═════ ROWS
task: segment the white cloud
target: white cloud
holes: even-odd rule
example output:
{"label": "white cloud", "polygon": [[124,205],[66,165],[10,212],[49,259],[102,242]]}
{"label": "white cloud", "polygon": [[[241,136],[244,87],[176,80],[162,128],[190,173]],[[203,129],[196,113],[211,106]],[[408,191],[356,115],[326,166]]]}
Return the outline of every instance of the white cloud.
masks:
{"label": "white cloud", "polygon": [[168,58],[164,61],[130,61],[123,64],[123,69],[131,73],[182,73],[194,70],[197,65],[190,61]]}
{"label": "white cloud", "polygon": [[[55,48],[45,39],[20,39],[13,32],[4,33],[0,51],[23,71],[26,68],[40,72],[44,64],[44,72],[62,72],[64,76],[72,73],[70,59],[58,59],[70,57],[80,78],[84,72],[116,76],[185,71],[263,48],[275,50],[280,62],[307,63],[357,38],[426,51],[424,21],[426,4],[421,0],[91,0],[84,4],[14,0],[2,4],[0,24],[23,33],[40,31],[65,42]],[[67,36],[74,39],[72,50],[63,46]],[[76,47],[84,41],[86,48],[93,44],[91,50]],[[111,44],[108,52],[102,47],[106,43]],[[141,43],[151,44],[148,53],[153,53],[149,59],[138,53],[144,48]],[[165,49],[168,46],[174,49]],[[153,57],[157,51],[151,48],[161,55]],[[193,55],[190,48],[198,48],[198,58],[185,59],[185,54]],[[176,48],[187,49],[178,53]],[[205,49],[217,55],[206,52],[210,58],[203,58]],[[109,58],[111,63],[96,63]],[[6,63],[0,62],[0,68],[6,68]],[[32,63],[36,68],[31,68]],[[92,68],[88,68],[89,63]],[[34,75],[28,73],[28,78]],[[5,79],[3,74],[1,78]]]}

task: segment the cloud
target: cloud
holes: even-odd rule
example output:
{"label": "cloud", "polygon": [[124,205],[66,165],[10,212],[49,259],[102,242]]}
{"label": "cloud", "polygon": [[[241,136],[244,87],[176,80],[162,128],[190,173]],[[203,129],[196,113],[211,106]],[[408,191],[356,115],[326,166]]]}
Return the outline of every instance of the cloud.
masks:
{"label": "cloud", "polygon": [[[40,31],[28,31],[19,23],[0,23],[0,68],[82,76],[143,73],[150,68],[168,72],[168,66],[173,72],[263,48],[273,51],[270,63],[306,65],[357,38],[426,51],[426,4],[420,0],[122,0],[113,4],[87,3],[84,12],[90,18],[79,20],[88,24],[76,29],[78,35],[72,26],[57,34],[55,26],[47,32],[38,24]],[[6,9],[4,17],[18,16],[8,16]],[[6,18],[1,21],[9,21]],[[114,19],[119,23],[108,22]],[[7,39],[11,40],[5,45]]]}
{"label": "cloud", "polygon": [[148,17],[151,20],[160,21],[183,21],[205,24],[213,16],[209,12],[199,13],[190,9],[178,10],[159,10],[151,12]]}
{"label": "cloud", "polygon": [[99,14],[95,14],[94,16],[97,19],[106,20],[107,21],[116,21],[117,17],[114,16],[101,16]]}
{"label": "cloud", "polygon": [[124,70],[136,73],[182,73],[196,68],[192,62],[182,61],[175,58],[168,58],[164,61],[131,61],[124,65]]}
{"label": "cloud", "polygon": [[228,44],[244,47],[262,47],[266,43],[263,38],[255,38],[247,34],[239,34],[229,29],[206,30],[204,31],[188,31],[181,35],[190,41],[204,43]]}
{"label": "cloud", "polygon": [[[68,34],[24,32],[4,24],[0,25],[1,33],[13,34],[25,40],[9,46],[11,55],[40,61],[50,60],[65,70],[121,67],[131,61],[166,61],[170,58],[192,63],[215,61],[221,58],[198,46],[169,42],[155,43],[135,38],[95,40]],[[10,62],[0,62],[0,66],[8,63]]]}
══════════
WORK TO COMPLETE ▸
Reproduce every line of all the records above verbatim.

RESPONSE ▸
task: segment the white cloud
target: white cloud
holes: even-odd rule
example output:
{"label": "white cloud", "polygon": [[124,205],[66,165],[10,212],[49,259],[102,242]]}
{"label": "white cloud", "polygon": [[[241,136],[244,87],[176,80],[162,128],[190,173]],[[203,129],[196,113],[211,106]],[[408,191],[356,115],[326,166]]]}
Return the outline of every instance of the white cloud.
masks:
{"label": "white cloud", "polygon": [[168,58],[164,61],[130,61],[123,64],[123,69],[131,73],[182,73],[194,70],[197,65],[190,61]]}
{"label": "white cloud", "polygon": [[[55,48],[45,39],[20,39],[13,32],[4,33],[0,51],[23,71],[26,68],[40,72],[44,64],[44,72],[62,72],[64,76],[72,73],[70,59],[58,59],[70,57],[80,78],[84,72],[116,76],[185,71],[263,48],[275,50],[280,62],[307,63],[357,38],[426,51],[424,21],[426,4],[421,0],[91,0],[84,4],[14,0],[2,4],[0,24],[23,33],[40,31],[65,42]],[[67,36],[74,39],[72,50],[63,46]],[[76,47],[84,41],[86,48],[93,44],[91,50]],[[111,44],[108,52],[102,47],[106,43]],[[141,43],[151,44],[148,53],[153,53],[149,59],[138,53],[144,48]],[[165,49],[168,46],[174,49]],[[153,57],[157,51],[151,48],[161,55]],[[193,55],[190,48],[198,48],[198,58],[185,59],[185,54]],[[176,48],[187,49],[178,53]],[[205,49],[217,55],[206,52],[210,58],[203,58]],[[109,58],[111,63],[96,63]],[[6,63],[0,62],[0,68],[6,68]],[[32,63],[36,68],[31,68]],[[92,68],[88,68],[89,63]],[[34,75],[28,73],[28,78]],[[5,79],[3,74],[1,78]]]}

task: segment the cloud
target: cloud
holes: even-odd rule
example output:
{"label": "cloud", "polygon": [[124,205],[66,165],[10,212],[49,259],[102,242]]}
{"label": "cloud", "polygon": [[[241,136],[244,87],[176,80],[162,128],[190,173]],[[203,129],[196,113],[211,106]],[[408,191],[356,115],[326,166]]]}
Return the outline of every instance of the cloud.
masks:
{"label": "cloud", "polygon": [[[40,31],[28,31],[19,23],[0,23],[0,68],[82,76],[143,73],[150,68],[168,72],[168,66],[173,72],[263,48],[273,51],[270,63],[306,65],[357,38],[426,51],[426,4],[420,0],[122,0],[113,4],[87,3],[84,12],[90,18],[79,20],[88,24],[76,29],[78,35],[72,26],[57,34],[55,26],[47,32],[38,24]],[[6,9],[4,17],[18,16],[8,16]],[[6,18],[1,21],[9,21]],[[114,19],[119,23],[108,22]],[[7,39],[11,40],[5,45]]]}
{"label": "cloud", "polygon": [[148,17],[151,20],[160,21],[183,21],[205,24],[213,16],[209,12],[199,13],[190,9],[178,10],[159,10],[151,12]]}
{"label": "cloud", "polygon": [[99,14],[95,14],[94,16],[97,19],[106,20],[107,21],[116,21],[117,17],[114,16],[101,16]]}
{"label": "cloud", "polygon": [[124,70],[136,73],[182,73],[196,68],[192,62],[182,61],[175,58],[168,58],[164,61],[131,61],[124,65]]}
{"label": "cloud", "polygon": [[228,44],[244,47],[262,47],[266,43],[263,38],[255,38],[247,34],[239,34],[229,29],[206,30],[204,31],[188,31],[181,35],[190,41],[204,43]]}
{"label": "cloud", "polygon": [[[68,34],[24,32],[4,24],[0,25],[1,33],[13,34],[25,40],[9,46],[11,55],[40,61],[50,60],[65,70],[121,67],[131,61],[166,61],[170,58],[192,63],[215,61],[221,58],[198,46],[169,42],[155,43],[135,38],[95,40]],[[10,62],[0,62],[0,66],[8,63]]]}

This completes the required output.